-- Selected excerpt --

━━━━━━

Defamation is when a false statement is published which tends to lower a person’s standing in society, or cause society to shun or avoid them. A defamatory statement on a website, or in a chat room, blog or email gives rise to specific issues regarding the nature of the internet. Being a global medium questions arise, for example, as to which court or courts have jurisdiction to hear a defamation claim. Indeed, it is possible that several claims could arise in several jurisdictions. Council Regulation (EC) No 44/2001, the ‘Brussels’ regulation on jurisdiction, contains rules to determine which courts in EU Member States have jurisdiction to hear civil matters. Generally, an action should be brought in the state where the defendant is domiciled, regardless of their nationality (see Article 2).
Issues affecting internet service providers
DSL service providers that offer internet access and web hosting, or give users other ways of publishing material online, are potentially liable for the content of the material published. The information could be defamatory, negligent, pornographic or otherwise illegal. Although the terms of service for using, say, a blog provider, will include an indemnification clause, it may often be difficult to identify the actual author of any material which could be considered defamatory. Liability for defamation arises following the publication of a defamatory statement. Both the author and the publisher are considered to have published a statement. Having said that, publishers do have a defence under s1 of the Defamation Act 1996, which can exclude or limit their liability. Express provision is made regarding CD-ROMs and internet service providers.
Under s1 of the Defamation Act 1996, a person has a defence to defamation if they can show that:
they were not the author, editor or publisher of the statement complained of
they took reasonable care in relation to its publication, and
they did not know and had no reason to believe that what they did caused or contributed to the publication of a defamatory statement.
Under s1(3) of the Defamation Act 1996, persons are not considered, among other things, publishers, if they are only involved “in processing, making copies of, distributing or selling any electronic medium in or on which the statement is recorded, or in operating or providing any equipment, system or service by means of which the statement is retrieved, copied, distributed or made available in electronic form (see s1(3)(c)), or if they are “the operator of or provider of access to a communications system by means of which the statement is transmitted, or made available, by a person over whom he has no effective control” (see s1(3)(e)). Consequently, publishers of computer software on disk are covered by s1(3)(c), and internet service providers are covered by s1(3)(e). This defence, however, is not a particularly strong one. In Godfrey v Demon Internet Ltd  the defendant, an internet service provider, made material available through its service which the claimant alleged was defamatory. Although the claimant informed the defendant of this, the defendant did not immediately remove the material. Consequently, the court held that the s1 defence did not apply. At common law, as soon as the defendant was made aware of the defamatory statements it could not satisfy the reasonable care requirement of s1, nor the requirement that they did not know they had caused or contributed to the publication of a defamatory statement. To rely on the s1 defence all three requirements must be satisfied.

━━━━━━

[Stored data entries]
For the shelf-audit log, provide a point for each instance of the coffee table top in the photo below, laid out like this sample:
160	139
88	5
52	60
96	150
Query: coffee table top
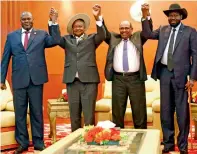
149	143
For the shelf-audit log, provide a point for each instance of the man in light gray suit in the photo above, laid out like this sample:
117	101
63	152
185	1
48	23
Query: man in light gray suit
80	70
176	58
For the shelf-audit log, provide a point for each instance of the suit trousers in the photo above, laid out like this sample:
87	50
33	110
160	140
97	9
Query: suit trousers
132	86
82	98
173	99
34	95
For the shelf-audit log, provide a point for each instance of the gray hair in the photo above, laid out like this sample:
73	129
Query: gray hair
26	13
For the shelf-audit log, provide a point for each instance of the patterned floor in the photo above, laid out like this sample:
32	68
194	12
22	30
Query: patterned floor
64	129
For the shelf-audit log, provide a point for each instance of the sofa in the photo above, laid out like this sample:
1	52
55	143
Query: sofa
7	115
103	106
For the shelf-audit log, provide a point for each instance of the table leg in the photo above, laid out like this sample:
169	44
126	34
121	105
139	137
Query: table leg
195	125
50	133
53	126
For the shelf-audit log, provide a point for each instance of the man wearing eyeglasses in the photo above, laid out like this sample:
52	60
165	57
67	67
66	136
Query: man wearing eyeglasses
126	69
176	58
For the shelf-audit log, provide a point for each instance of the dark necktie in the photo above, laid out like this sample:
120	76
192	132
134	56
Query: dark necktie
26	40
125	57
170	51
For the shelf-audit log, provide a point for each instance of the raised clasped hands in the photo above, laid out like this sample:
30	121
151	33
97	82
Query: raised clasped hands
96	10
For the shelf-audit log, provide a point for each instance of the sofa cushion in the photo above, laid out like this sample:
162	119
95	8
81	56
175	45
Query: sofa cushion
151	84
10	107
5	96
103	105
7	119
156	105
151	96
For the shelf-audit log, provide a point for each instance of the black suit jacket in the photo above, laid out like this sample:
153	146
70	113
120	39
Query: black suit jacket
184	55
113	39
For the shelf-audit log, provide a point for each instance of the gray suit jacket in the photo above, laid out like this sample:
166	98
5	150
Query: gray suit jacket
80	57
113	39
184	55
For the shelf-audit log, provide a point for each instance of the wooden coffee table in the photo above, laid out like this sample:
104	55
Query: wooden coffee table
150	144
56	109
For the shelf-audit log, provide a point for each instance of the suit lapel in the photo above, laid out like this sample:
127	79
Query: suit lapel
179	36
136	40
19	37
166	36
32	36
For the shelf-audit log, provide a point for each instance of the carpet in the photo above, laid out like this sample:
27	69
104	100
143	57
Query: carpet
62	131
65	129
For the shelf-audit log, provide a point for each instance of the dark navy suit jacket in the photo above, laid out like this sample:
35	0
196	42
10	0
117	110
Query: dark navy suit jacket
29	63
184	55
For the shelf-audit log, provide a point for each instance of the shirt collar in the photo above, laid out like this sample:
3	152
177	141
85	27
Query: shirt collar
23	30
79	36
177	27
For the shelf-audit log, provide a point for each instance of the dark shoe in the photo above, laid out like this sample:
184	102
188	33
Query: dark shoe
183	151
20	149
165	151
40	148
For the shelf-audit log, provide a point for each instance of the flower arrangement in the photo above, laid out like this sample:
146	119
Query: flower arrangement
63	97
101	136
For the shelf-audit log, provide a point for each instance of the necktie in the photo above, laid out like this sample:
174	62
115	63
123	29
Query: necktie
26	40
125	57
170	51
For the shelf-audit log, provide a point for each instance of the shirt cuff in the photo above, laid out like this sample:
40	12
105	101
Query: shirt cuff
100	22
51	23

━━━━━━

-- What to work on --
a: According to the text on internet defamation, what three things must a person show to have a defense under s1 of the Defamation Act 1996?
b: Copy the text on internet defamation from "Issues affecting internet" to "internet service providers.", swapping "indemnification clause" for "limitation clause".

-- Solutions below --
a:
- They were not the author, editor or publisher of the statement complained of.
- They took reasonable care in relation to its publication.
- They did not know and had no reason to believe that what they did caused or contributed to the publication of a defamatory statement.

b:
Issues affecting internet service providers
DSL service providers that offer internet access and web hosting, or give users other ways of publishing material online, are potentially liable for the content of the material published. The information could be defamatory, negligent, pornographic or otherwise illegal. Although the terms of service for using, say, a blog provider, will include an limitation clause, it may often be difficult to identify the actual author of any material which could be considered defamatory. Liability for defamation arises following the publication of a defamatory statement. Both the author and the publisher are considered to have published a statement. Having said that, publishers do have a defence under s1 of the Defamation Act 1996, which can exclude or limit their liability. Express provision is made regarding CD-ROMs and internet service providers.